» Supplied data
::::::::

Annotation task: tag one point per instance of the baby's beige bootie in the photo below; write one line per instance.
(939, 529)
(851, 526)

::::::::

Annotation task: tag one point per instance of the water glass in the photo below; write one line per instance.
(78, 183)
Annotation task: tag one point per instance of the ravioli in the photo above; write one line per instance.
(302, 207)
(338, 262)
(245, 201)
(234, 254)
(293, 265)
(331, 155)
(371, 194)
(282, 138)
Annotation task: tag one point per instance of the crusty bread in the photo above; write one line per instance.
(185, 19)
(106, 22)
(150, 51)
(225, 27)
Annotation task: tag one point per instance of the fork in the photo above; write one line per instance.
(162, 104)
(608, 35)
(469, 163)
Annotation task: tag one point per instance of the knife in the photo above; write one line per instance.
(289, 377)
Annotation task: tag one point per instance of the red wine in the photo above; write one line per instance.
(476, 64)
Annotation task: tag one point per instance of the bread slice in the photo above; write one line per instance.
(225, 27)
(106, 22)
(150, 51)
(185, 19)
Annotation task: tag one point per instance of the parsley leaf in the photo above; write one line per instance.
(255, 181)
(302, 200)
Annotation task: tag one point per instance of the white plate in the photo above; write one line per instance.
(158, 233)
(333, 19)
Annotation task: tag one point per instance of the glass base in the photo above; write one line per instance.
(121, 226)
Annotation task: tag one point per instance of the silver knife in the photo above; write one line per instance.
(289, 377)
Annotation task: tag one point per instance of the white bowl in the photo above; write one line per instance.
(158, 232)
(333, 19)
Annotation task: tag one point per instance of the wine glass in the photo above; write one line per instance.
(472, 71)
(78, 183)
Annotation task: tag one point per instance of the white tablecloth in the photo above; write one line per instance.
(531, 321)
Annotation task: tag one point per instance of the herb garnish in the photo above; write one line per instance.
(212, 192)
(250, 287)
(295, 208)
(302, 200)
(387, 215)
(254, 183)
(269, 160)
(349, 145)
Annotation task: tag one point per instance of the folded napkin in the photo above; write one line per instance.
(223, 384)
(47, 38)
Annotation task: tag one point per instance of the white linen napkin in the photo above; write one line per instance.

::::::::

» Challenge
Find each line above that contains the word "knife" and copy it out in full. Case counts.

» The reply
Annotation task: tag one point per instance of the knife in the photo above; write one line per instance.
Annotation task: tag one point per instance of the silver knife in the photo above; write one line per instance.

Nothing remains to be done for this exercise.